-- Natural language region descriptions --
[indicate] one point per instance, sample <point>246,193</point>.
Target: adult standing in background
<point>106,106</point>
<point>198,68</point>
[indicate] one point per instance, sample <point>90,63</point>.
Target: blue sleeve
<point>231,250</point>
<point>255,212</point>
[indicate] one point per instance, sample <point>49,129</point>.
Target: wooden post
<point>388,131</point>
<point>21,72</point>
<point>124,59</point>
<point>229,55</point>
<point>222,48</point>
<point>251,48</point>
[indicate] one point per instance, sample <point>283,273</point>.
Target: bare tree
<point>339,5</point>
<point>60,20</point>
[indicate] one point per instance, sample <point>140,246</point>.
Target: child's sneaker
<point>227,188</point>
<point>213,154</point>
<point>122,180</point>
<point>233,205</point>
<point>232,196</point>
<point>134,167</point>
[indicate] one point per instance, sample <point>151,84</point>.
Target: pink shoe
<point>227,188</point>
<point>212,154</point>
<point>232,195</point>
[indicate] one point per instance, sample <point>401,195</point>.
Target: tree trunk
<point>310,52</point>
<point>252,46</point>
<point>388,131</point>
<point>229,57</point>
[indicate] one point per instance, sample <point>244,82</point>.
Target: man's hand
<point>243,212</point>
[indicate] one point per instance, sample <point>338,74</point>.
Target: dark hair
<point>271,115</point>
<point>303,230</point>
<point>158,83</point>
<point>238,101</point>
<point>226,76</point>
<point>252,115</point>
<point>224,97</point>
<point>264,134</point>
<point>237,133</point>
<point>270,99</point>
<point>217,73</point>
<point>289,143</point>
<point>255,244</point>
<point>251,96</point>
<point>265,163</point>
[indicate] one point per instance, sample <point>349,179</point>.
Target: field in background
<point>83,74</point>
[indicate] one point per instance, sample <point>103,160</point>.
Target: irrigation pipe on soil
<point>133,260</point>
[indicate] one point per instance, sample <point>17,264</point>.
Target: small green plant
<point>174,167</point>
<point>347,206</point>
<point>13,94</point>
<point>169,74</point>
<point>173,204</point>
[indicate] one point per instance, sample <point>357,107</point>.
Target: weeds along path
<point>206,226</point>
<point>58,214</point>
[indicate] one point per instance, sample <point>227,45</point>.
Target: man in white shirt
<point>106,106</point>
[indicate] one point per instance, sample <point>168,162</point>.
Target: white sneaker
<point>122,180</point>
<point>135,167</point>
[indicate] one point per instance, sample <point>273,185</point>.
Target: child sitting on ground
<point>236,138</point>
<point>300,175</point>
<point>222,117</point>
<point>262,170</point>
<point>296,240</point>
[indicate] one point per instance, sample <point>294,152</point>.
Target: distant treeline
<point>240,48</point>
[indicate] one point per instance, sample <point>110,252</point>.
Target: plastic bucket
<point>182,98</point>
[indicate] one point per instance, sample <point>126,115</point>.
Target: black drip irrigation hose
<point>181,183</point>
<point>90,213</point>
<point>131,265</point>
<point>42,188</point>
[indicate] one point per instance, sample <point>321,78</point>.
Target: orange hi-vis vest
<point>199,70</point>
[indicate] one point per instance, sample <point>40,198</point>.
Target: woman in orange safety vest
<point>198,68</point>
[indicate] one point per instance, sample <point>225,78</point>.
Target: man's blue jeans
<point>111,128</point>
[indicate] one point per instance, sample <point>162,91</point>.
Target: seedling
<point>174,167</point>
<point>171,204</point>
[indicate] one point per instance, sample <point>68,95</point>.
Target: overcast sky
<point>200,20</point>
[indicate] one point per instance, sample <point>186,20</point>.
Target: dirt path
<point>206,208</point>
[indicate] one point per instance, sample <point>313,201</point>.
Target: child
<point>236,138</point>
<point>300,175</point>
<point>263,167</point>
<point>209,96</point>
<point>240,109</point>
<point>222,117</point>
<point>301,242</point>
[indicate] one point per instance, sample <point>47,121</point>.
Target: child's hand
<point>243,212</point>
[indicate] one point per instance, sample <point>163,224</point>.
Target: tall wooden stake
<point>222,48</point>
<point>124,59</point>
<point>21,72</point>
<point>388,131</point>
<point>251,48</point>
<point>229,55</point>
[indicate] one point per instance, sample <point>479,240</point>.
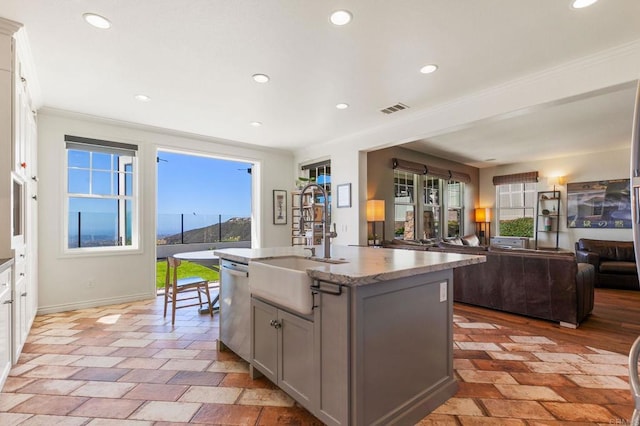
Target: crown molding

-- What you will do --
Copy exactly the lines that run from the line containing "Target: child's hand" to the end of the data above, keeping both end lines and leaving out all pictures.

-- Response box --
Target: child's hand
<point>243,212</point>
[indicate] one point per instance, sample <point>163,224</point>.
Target: tall wooden stake
<point>222,48</point>
<point>124,59</point>
<point>21,72</point>
<point>388,131</point>
<point>251,48</point>
<point>229,55</point>
[indicate] one point per instance, sample <point>479,240</point>.
Target: crown molding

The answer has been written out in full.